Prompt: Render the lines starting with the line containing "Each instance of the led" and ending with the line containing "x=485 y=257", both included, as a JSON list of strings with one string per line and any blank lines left out.

Working data:
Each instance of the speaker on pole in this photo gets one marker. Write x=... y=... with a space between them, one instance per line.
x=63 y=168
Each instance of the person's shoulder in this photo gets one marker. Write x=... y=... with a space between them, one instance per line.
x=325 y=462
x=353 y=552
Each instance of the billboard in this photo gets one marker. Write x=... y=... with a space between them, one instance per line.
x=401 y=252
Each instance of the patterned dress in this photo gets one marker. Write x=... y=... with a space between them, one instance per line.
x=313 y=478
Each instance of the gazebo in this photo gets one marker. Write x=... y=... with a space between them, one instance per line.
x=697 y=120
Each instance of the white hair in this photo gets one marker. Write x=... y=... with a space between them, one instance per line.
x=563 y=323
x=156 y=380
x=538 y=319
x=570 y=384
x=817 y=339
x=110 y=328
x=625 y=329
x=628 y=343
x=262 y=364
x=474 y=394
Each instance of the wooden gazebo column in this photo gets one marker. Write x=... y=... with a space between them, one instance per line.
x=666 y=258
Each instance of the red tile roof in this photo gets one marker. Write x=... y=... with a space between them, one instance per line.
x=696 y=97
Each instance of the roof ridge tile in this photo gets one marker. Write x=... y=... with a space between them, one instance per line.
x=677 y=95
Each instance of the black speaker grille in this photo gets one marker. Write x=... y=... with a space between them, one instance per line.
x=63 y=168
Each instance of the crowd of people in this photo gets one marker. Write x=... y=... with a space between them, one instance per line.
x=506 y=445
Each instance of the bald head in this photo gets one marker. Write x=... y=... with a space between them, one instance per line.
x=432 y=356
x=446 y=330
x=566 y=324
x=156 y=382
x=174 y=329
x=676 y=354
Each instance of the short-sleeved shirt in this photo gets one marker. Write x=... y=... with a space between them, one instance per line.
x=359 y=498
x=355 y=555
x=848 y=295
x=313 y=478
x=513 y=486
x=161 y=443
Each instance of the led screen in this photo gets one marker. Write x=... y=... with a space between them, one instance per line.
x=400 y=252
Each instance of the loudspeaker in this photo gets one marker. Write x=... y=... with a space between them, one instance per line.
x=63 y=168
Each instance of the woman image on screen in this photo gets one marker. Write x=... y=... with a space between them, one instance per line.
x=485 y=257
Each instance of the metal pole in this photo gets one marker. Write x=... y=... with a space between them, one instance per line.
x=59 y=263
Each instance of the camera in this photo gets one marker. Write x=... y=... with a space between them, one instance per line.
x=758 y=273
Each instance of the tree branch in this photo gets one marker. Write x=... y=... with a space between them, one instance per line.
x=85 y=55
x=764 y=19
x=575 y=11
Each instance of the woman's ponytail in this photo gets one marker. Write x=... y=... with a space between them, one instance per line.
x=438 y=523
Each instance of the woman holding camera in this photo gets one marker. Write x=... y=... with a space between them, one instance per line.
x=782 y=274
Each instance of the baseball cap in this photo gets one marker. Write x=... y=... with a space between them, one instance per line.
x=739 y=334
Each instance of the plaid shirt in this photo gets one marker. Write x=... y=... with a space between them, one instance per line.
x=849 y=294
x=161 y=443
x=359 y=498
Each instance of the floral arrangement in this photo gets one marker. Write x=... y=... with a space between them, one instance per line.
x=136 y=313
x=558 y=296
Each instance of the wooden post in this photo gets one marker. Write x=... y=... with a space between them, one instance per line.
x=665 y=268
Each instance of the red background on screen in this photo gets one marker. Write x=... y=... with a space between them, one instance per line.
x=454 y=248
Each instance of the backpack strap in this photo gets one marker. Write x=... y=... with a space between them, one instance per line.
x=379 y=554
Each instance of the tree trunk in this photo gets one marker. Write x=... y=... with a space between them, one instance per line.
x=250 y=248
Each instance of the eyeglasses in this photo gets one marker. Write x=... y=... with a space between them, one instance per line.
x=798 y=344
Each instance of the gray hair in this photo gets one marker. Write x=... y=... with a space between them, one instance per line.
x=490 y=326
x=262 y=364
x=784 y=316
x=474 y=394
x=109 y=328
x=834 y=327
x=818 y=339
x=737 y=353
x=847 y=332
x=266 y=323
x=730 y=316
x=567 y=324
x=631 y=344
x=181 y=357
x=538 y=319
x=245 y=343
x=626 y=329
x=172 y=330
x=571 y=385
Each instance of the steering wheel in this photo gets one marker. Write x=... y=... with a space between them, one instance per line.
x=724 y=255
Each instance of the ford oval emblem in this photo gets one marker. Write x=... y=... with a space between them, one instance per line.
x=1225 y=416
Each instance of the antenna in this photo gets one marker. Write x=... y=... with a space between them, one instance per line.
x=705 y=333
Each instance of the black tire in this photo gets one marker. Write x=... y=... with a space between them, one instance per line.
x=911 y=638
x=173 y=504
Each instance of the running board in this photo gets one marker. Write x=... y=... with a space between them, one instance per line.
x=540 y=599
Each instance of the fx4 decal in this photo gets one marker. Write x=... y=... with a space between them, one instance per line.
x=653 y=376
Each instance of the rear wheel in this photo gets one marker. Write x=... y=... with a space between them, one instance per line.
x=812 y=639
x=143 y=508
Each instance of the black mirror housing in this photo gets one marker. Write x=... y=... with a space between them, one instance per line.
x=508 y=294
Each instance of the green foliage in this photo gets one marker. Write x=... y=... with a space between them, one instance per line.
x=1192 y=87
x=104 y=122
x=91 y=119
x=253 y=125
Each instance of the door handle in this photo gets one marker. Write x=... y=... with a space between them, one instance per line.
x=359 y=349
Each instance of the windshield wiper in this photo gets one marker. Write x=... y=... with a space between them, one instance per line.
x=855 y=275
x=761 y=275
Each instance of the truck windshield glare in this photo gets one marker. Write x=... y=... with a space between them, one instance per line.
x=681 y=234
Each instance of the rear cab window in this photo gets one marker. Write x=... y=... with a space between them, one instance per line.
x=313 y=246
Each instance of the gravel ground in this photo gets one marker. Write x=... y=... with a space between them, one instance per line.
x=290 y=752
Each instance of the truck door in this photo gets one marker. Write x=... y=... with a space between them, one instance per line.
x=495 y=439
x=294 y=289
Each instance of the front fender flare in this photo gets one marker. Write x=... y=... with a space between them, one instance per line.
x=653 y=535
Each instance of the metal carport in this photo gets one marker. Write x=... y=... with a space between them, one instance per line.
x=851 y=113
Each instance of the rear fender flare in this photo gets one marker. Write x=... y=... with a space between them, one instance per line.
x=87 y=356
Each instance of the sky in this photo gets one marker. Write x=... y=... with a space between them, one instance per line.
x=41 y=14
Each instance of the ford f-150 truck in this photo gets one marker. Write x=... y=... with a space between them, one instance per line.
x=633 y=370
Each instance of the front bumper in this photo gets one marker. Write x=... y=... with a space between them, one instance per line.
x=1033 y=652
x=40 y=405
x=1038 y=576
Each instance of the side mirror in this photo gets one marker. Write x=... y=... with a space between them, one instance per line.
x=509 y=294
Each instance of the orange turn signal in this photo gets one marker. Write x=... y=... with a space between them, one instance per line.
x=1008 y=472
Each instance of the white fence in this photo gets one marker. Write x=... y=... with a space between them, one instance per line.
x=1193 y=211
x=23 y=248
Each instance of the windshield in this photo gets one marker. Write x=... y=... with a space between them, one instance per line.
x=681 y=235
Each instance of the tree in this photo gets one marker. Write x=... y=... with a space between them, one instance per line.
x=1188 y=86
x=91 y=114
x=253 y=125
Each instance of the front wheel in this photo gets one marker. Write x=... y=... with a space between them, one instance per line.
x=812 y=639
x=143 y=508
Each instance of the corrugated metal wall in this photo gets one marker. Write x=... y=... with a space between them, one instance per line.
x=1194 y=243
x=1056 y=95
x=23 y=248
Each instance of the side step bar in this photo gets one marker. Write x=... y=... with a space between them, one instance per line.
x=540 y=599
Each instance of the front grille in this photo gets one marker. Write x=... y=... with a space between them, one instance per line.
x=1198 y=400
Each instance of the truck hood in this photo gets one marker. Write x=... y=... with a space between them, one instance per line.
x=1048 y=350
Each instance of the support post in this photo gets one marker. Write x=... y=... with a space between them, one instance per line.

Problem solution:
[
  "Each instance of the led screen in this photo gets one marker. Write x=... y=... with a space between them, one instance per line.",
  "x=400 y=252",
  "Each instance of the loudspeaker in this photo gets one marker. Write x=... y=... with a space between them, one instance per line.",
  "x=63 y=168",
  "Each instance of the woman image on screen in this photo gets one marker. Write x=... y=... with a space between them, one instance per line.",
  "x=485 y=257"
]